What the task asks: Restate the entries below word for word, omitting nothing.

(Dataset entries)
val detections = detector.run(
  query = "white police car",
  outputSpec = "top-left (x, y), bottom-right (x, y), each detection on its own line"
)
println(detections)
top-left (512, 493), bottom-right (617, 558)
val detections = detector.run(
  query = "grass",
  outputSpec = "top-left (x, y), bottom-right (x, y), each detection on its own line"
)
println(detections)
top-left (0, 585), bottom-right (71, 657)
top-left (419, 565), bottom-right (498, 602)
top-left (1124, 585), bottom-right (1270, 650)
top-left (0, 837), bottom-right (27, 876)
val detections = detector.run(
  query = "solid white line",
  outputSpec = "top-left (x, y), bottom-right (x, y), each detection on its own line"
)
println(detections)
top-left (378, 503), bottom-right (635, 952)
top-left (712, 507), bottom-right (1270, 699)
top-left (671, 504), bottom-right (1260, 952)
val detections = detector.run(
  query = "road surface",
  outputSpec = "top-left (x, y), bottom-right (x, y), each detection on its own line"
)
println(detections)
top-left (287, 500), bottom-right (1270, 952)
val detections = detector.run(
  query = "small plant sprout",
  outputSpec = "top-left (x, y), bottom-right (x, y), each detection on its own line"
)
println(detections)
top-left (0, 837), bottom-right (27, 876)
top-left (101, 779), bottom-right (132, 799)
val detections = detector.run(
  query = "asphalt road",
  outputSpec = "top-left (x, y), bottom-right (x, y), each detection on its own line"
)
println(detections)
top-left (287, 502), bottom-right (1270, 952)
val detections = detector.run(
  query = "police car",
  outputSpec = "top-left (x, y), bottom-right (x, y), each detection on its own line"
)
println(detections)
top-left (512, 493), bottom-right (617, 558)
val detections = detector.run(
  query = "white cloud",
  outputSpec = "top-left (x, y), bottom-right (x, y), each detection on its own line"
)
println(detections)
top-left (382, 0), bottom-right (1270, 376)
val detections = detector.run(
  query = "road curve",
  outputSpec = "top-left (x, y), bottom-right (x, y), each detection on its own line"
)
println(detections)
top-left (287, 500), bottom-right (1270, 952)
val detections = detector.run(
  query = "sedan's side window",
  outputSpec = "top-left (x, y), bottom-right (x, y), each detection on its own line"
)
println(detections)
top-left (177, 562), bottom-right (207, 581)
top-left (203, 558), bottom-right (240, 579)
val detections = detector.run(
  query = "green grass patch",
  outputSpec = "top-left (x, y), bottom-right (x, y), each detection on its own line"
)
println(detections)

Response:
val detections = detector.run(
  query = "white police car",
  outputSpec = "top-left (x, y), bottom-right (x, y), each detection on its own line"
)
println(detections)
top-left (512, 493), bottom-right (617, 558)
val detections = detector.run(
  query = "grass",
  outputSpec = "top-left (x, y), bottom-right (x, y), each detection on its own line"
)
println(detections)
top-left (0, 585), bottom-right (71, 657)
top-left (419, 565), bottom-right (498, 602)
top-left (1124, 585), bottom-right (1270, 650)
top-left (0, 837), bottom-right (27, 876)
val detections = detector.run(
  query = "solid white line",
  outputSpec = "top-left (x, y), bottom-right (x, y), each detection on its own line"
)
println(detections)
top-left (378, 503), bottom-right (635, 952)
top-left (712, 507), bottom-right (1270, 699)
top-left (671, 504), bottom-right (1260, 952)
val detections = detector.run(
  query = "road surface",
  outputSpec = "top-left (x, y), bottom-right (x, y), each detection on its own line"
)
println(detections)
top-left (287, 500), bottom-right (1270, 952)
val detections = detector.run(
  query = "small plant sprout",
  outputSpec = "top-left (x, y), bottom-right (x, y), each detection on its own line"
)
println(detections)
top-left (0, 837), bottom-right (27, 876)
top-left (101, 779), bottom-right (132, 799)
val detections = detector.run(
  query = "asphalt road",
  outputSpec = "top-left (x, y), bottom-right (x, y), each detection on its own line"
)
println(detections)
top-left (287, 502), bottom-right (1270, 952)
val detections = detector.run(
  query = "police car",
  outputSpec = "top-left (x, y), bottom-right (x, y), each detection on its own line"
)
println(detections)
top-left (512, 493), bottom-right (617, 558)
val detections = detector.run(
  query = "white cloud",
  outputSpec = "top-left (x, y), bottom-right (x, y), each detection on its own line"
)
println(detections)
top-left (382, 0), bottom-right (1270, 376)
val detections = detector.run(
  query = "road curve",
  outputSpec = "top-left (x, y), bottom-right (x, y), each detection on its own line"
)
println(detections)
top-left (287, 500), bottom-right (1270, 952)
val detections = detector.run(
  query = "sedan's side window",
  outputSpec = "top-left (x, y), bottom-right (x, y), each detection on its own line"
)
println(detections)
top-left (177, 562), bottom-right (207, 581)
top-left (203, 558), bottom-right (240, 579)
val detections = detector.run(
  query = "green grass patch",
  outputSpec = "top-left (x, y), bottom-right (x, y), each detection on its own line"
)
println(detections)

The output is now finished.